**Exercise brief**
Work out how many lines in the data below include "query", then reply with that number only.

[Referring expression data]
────────────────
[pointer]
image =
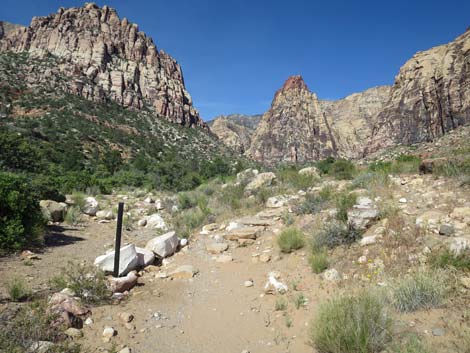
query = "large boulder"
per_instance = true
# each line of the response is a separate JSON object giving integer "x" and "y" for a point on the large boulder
{"x": 163, "y": 245}
{"x": 260, "y": 180}
{"x": 363, "y": 213}
{"x": 91, "y": 206}
{"x": 52, "y": 210}
{"x": 122, "y": 284}
{"x": 146, "y": 257}
{"x": 246, "y": 176}
{"x": 128, "y": 260}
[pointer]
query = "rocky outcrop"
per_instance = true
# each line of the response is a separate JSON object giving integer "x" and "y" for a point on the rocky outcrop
{"x": 352, "y": 119}
{"x": 430, "y": 96}
{"x": 235, "y": 131}
{"x": 106, "y": 58}
{"x": 294, "y": 129}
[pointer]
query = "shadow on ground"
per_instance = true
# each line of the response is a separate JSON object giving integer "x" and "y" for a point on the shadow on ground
{"x": 56, "y": 236}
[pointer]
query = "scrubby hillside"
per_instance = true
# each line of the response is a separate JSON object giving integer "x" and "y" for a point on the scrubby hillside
{"x": 69, "y": 142}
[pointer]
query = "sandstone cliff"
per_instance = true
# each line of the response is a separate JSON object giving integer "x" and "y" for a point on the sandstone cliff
{"x": 430, "y": 96}
{"x": 106, "y": 58}
{"x": 353, "y": 118}
{"x": 294, "y": 129}
{"x": 235, "y": 130}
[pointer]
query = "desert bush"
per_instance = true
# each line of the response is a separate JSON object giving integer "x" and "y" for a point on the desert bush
{"x": 281, "y": 304}
{"x": 318, "y": 261}
{"x": 314, "y": 203}
{"x": 231, "y": 196}
{"x": 21, "y": 220}
{"x": 444, "y": 258}
{"x": 343, "y": 170}
{"x": 421, "y": 290}
{"x": 88, "y": 283}
{"x": 351, "y": 324}
{"x": 290, "y": 177}
{"x": 411, "y": 344}
{"x": 73, "y": 215}
{"x": 334, "y": 234}
{"x": 291, "y": 239}
{"x": 18, "y": 290}
{"x": 33, "y": 323}
{"x": 300, "y": 301}
{"x": 343, "y": 202}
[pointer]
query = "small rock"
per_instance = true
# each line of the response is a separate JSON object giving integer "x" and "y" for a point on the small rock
{"x": 265, "y": 257}
{"x": 216, "y": 248}
{"x": 126, "y": 317}
{"x": 183, "y": 272}
{"x": 446, "y": 229}
{"x": 224, "y": 259}
{"x": 108, "y": 333}
{"x": 163, "y": 245}
{"x": 73, "y": 332}
{"x": 332, "y": 275}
────────────────
**Finished task**
7